Prompt -> An exact copy of the line containing "Category: pedestal" and of every line after it, through the last line of the material, is what should be returned.
------------
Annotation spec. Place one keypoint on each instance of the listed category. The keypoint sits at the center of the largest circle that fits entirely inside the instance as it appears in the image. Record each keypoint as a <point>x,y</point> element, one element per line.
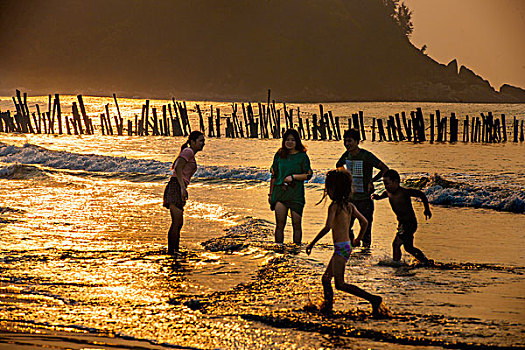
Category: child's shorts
<point>172,194</point>
<point>343,249</point>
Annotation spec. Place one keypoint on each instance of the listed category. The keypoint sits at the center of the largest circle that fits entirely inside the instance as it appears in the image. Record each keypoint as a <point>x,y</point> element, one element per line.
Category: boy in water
<point>401,203</point>
<point>338,186</point>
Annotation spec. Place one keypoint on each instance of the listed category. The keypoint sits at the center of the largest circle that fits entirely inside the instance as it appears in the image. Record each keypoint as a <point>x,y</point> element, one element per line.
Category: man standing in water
<point>360,163</point>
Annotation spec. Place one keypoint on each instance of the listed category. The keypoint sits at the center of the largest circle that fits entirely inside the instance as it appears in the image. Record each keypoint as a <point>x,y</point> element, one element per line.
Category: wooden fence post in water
<point>76,117</point>
<point>165,119</point>
<point>373,129</point>
<point>504,127</point>
<point>465,129</point>
<point>399,129</point>
<point>314,126</point>
<point>59,113</point>
<point>362,126</point>
<point>339,136</point>
<point>431,128</point>
<point>201,120</point>
<point>381,130</point>
<point>218,122</point>
<point>453,128</point>
<point>421,124</point>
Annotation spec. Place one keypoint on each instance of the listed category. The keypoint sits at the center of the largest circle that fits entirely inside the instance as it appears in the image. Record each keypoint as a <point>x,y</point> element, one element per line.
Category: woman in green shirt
<point>290,169</point>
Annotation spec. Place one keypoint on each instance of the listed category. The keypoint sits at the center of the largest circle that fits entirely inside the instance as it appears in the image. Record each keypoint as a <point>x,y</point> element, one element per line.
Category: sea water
<point>84,242</point>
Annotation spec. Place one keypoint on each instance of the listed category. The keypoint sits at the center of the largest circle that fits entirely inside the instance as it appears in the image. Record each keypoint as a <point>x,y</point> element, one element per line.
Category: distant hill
<point>304,50</point>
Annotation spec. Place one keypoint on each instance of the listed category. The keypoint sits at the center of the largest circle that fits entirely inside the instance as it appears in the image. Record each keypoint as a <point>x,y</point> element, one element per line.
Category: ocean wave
<point>465,195</point>
<point>29,159</point>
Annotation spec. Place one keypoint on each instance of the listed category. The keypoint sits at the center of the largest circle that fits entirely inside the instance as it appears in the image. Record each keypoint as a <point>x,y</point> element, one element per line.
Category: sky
<point>487,36</point>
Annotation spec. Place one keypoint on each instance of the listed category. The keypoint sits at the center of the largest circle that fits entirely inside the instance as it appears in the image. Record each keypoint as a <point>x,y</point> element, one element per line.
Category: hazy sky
<point>488,36</point>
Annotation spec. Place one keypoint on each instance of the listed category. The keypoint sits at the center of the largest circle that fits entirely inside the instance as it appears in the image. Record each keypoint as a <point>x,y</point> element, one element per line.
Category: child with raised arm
<point>401,203</point>
<point>338,186</point>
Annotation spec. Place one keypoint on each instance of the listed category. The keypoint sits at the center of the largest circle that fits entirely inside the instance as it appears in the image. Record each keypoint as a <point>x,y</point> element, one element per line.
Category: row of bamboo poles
<point>257,121</point>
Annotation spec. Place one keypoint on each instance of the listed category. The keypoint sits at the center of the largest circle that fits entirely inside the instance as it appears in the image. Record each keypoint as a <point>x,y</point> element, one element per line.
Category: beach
<point>84,261</point>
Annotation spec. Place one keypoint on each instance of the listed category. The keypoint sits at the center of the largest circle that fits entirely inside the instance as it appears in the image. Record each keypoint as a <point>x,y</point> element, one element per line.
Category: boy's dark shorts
<point>172,194</point>
<point>406,230</point>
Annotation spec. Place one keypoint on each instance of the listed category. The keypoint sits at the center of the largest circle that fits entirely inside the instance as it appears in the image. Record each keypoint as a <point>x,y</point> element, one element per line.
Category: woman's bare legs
<point>297,227</point>
<point>174,231</point>
<point>280,221</point>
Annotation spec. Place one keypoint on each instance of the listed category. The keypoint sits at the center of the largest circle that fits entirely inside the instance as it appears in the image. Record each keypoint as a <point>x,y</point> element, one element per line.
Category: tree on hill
<point>401,15</point>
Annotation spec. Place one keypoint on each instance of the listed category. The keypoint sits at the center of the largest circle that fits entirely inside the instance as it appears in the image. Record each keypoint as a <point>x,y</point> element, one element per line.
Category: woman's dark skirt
<point>172,194</point>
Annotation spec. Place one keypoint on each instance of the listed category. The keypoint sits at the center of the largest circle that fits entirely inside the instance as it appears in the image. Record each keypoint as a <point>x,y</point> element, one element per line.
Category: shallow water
<point>85,234</point>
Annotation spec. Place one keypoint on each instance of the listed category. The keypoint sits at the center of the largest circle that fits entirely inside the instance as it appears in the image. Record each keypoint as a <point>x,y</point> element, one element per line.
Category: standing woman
<point>176,194</point>
<point>290,169</point>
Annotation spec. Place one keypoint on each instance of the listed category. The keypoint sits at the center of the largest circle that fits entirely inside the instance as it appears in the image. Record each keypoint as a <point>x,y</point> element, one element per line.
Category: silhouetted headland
<point>312,50</point>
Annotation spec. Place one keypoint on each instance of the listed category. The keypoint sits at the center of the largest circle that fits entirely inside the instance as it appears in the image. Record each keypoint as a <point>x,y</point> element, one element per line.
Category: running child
<point>338,186</point>
<point>401,203</point>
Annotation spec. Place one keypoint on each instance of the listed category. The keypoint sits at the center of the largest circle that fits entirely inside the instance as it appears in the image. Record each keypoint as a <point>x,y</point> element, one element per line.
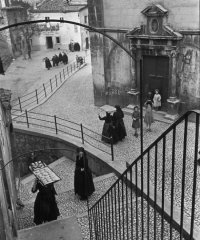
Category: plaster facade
<point>83,13</point>
<point>60,34</point>
<point>176,42</point>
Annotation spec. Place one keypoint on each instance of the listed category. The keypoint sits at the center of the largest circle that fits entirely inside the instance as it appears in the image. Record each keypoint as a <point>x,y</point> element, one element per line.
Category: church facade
<point>163,39</point>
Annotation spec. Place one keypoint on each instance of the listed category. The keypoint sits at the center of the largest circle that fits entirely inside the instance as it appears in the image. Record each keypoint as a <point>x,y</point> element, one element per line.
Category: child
<point>136,120</point>
<point>157,100</point>
<point>148,118</point>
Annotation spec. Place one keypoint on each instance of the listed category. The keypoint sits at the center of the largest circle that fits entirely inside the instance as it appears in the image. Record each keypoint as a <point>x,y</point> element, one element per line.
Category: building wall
<point>183,14</point>
<point>84,32</point>
<point>113,78</point>
<point>66,31</point>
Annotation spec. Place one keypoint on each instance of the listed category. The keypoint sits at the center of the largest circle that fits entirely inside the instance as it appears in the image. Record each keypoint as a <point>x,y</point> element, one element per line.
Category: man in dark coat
<point>83,182</point>
<point>56,59</point>
<point>47,63</point>
<point>1,68</point>
<point>119,123</point>
<point>45,206</point>
<point>65,58</point>
<point>60,57</point>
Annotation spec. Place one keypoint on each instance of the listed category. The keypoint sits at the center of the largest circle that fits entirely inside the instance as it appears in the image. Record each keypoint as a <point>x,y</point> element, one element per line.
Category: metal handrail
<point>134,175</point>
<point>56,124</point>
<point>47,84</point>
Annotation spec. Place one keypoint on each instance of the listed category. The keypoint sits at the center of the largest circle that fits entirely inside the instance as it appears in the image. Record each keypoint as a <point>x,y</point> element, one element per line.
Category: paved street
<point>24,76</point>
<point>75,102</point>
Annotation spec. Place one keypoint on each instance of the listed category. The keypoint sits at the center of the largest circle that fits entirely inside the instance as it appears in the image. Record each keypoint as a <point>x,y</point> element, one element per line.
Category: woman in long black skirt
<point>45,206</point>
<point>83,182</point>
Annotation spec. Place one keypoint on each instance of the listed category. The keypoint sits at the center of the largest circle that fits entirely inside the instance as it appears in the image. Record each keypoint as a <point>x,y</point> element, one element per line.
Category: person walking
<point>65,58</point>
<point>47,63</point>
<point>148,118</point>
<point>119,123</point>
<point>157,100</point>
<point>29,50</point>
<point>1,67</point>
<point>83,182</point>
<point>45,206</point>
<point>106,132</point>
<point>136,120</point>
<point>60,58</point>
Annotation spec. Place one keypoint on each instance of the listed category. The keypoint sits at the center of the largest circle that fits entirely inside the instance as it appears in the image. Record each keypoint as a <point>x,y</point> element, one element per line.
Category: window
<point>85,19</point>
<point>75,28</point>
<point>57,39</point>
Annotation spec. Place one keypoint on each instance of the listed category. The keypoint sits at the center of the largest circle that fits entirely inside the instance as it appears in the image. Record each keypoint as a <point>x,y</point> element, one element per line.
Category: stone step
<point>158,115</point>
<point>69,204</point>
<point>64,229</point>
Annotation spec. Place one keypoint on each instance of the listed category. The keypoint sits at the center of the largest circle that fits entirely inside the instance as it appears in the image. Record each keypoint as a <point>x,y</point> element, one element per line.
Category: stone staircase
<point>73,221</point>
<point>158,115</point>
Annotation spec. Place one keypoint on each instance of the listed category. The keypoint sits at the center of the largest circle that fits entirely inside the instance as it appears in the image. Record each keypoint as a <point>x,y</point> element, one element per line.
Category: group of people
<point>45,206</point>
<point>56,60</point>
<point>113,126</point>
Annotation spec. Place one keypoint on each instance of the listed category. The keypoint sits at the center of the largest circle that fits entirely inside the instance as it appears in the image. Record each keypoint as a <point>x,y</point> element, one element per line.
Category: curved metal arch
<point>71,22</point>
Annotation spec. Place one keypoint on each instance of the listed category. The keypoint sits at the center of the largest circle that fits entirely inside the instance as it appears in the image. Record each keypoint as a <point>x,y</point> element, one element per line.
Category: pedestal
<point>172,110</point>
<point>134,96</point>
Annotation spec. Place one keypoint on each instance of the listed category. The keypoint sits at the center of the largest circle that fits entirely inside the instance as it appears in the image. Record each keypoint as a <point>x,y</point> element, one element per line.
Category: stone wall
<point>111,69</point>
<point>26,141</point>
<point>183,14</point>
<point>188,71</point>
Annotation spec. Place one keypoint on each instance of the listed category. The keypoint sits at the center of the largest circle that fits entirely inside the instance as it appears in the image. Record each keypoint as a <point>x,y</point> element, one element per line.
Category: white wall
------------
Answer to the problem ->
Category: pedestal
<point>172,110</point>
<point>134,96</point>
Annotation spec. Place one keypoint on each instance of the listed category. The keypoint sits at the center of the largest circle that fits entirely inside the instance as it appears in the image. Record each keypoint as a <point>x,y</point> element, one element per line.
Category: stone wall
<point>111,69</point>
<point>26,141</point>
<point>183,14</point>
<point>188,71</point>
Annotation spec. Place one keypoint on each instance of the listed category. The keypoint sits at the center of the largest circle that fits entirely inside the instance as it appears in the image. Record each keypoint as a <point>x,y</point> element, one element per line.
Category: white wall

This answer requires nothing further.